When a management with a reputation for brilliance tackles a business with a reputation for bad economics, it is the reputation of the business that remains intact.

In my experience, many fundamental investors focus on the financials without knowing much about the economics of the business. It’s true that the economics of the business affects its profitability and hence, just looking at the financials can give us an insight into the economics of the business. However, just looking at the financials means that we may not appreciate the true nature of the business. Appreciating the true nature of the business can help us foresee how the business will be like in the years to come.

Price elasticity of demand

Price elasticity of demand refers to buyers’ responsiveness to a change in price. Knowing how responsiveness the demand for a good is in relation to a change in its price will give us a good idea of how much power sellers have to raise prices in the future should their costs increase. This means that we can count on their profitability to continue. This is why Warren Buffett once famously said that he couldn’t take on Coke even if he was given a billion dollars to do so. It also explains why Old Chang Kee can sell their curry puffs (But NOT drastically more!) for more than any simple ‘ol curry puff stall in a market.

Location identification items
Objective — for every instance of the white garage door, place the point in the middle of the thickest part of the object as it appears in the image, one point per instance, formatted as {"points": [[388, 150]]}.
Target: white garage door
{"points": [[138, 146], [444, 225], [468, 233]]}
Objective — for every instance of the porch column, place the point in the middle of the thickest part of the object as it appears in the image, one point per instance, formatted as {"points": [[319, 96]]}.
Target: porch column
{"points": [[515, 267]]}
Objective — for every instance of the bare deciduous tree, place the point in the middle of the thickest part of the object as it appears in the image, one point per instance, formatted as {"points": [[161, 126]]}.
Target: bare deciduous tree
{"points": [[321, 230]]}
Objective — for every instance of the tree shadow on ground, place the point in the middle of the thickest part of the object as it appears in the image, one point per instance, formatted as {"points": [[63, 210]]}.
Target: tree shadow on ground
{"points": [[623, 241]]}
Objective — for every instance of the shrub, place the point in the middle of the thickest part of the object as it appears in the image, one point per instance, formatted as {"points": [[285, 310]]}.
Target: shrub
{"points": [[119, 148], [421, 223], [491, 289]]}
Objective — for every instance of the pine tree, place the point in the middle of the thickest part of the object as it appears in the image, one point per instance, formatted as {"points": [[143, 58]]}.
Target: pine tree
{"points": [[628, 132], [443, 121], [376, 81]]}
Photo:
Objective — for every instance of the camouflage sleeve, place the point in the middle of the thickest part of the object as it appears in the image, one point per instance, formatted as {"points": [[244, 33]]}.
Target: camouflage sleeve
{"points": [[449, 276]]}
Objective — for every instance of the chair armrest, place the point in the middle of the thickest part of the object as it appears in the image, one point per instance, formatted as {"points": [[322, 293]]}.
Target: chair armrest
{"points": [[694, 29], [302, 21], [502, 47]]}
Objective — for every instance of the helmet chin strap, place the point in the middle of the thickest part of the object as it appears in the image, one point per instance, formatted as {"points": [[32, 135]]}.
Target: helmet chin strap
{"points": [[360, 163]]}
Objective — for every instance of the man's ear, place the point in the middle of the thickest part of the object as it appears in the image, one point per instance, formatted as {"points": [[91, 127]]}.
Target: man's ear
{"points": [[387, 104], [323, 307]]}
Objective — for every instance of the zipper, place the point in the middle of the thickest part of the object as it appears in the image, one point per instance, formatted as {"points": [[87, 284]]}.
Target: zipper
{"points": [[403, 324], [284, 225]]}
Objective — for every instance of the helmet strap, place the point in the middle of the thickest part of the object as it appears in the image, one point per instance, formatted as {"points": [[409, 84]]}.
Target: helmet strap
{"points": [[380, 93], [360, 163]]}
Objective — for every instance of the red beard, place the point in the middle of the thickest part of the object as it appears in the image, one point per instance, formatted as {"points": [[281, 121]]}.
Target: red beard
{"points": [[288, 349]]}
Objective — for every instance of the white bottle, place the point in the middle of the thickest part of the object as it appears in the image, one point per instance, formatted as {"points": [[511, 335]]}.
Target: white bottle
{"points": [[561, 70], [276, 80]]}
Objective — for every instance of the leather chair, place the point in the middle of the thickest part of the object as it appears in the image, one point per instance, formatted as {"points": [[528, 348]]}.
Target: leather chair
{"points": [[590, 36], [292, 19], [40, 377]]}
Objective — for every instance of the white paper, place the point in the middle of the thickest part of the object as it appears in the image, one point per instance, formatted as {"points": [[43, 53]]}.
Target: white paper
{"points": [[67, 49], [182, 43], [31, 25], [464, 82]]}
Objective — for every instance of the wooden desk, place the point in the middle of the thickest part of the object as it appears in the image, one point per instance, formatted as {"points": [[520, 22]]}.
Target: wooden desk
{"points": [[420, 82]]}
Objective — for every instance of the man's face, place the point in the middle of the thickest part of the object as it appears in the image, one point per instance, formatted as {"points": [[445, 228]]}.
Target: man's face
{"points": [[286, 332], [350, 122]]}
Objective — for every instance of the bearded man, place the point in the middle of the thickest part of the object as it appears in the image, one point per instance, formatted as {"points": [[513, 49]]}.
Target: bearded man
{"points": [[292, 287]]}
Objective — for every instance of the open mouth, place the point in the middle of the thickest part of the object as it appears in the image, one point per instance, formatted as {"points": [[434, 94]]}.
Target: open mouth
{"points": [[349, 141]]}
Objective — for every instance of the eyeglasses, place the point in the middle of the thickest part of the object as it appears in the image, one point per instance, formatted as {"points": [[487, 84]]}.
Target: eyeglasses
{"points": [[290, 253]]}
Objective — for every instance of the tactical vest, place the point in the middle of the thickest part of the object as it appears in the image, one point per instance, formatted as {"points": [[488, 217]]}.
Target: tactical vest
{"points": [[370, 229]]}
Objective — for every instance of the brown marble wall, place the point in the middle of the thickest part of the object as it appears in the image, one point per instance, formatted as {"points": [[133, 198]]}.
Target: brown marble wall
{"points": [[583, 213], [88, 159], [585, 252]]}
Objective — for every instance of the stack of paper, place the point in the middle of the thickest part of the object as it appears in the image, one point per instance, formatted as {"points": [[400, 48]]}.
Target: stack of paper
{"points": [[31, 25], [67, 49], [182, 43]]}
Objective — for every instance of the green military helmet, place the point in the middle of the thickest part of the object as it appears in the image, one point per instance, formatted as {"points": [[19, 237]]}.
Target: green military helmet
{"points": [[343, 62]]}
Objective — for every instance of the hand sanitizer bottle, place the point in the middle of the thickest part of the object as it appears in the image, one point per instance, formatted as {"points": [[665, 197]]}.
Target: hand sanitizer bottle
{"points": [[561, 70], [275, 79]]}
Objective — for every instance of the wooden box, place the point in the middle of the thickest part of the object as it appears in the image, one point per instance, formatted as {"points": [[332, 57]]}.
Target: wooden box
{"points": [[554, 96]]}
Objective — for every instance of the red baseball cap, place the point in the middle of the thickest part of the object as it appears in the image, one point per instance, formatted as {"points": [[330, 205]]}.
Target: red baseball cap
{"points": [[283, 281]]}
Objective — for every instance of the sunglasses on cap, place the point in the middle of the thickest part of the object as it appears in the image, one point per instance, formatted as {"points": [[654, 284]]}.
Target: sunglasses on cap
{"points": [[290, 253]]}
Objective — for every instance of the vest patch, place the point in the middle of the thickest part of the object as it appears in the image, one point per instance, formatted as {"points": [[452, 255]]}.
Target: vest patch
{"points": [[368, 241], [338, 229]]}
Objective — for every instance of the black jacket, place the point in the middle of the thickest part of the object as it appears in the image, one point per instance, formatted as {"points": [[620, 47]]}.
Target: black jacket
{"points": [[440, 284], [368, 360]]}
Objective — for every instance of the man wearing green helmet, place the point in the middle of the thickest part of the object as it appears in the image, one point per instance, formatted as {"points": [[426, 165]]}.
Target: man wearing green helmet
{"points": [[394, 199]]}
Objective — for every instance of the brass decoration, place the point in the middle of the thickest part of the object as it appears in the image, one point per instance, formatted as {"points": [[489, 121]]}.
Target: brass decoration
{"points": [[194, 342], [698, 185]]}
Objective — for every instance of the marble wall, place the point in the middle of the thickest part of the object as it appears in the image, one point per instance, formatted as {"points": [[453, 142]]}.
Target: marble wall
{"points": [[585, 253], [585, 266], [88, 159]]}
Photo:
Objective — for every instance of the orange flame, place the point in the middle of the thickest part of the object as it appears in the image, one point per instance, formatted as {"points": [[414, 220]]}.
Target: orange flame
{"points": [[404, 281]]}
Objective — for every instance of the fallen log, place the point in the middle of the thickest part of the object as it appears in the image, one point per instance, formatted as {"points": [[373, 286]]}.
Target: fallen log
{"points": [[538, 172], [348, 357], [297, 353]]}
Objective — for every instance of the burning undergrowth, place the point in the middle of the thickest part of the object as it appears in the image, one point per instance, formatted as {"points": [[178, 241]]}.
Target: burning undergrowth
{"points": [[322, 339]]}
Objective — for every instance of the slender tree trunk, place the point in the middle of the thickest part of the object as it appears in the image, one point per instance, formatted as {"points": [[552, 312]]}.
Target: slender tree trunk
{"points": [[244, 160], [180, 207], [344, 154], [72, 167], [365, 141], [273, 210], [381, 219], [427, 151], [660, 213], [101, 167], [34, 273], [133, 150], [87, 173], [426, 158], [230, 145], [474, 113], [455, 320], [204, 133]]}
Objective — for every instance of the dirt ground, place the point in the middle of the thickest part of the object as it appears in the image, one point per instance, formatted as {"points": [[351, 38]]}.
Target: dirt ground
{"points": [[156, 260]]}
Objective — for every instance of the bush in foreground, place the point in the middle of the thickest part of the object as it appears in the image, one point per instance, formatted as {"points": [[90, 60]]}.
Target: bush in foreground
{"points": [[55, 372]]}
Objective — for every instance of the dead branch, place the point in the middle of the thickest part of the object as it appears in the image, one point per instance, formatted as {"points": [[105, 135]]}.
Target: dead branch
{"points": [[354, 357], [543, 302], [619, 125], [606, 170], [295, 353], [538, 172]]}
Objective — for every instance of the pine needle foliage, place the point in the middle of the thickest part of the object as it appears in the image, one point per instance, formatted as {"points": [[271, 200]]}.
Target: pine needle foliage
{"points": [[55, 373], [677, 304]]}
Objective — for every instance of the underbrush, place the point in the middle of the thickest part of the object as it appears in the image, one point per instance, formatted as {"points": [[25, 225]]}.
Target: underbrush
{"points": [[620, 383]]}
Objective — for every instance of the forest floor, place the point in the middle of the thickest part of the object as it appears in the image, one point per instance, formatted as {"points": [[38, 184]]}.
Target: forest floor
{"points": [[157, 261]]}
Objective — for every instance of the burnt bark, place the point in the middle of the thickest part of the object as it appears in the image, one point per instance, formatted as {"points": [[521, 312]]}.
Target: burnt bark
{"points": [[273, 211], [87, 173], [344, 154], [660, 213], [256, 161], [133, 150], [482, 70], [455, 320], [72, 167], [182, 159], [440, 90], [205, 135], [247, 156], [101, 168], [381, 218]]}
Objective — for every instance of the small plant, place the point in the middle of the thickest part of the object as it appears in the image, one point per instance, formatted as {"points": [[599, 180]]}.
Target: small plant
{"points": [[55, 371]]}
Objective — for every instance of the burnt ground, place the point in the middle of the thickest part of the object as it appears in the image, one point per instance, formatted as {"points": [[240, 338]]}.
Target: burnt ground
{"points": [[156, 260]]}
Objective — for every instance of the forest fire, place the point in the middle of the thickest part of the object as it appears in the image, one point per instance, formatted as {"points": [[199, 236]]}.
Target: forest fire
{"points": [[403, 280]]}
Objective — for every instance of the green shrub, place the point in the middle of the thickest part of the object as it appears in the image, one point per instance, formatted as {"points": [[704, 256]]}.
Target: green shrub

* Task prompt: Name every proper noun for a person, company, or brand in the text on business economics.

* Answer to this problem: Warren Buffett, Coke, Old Chang Kee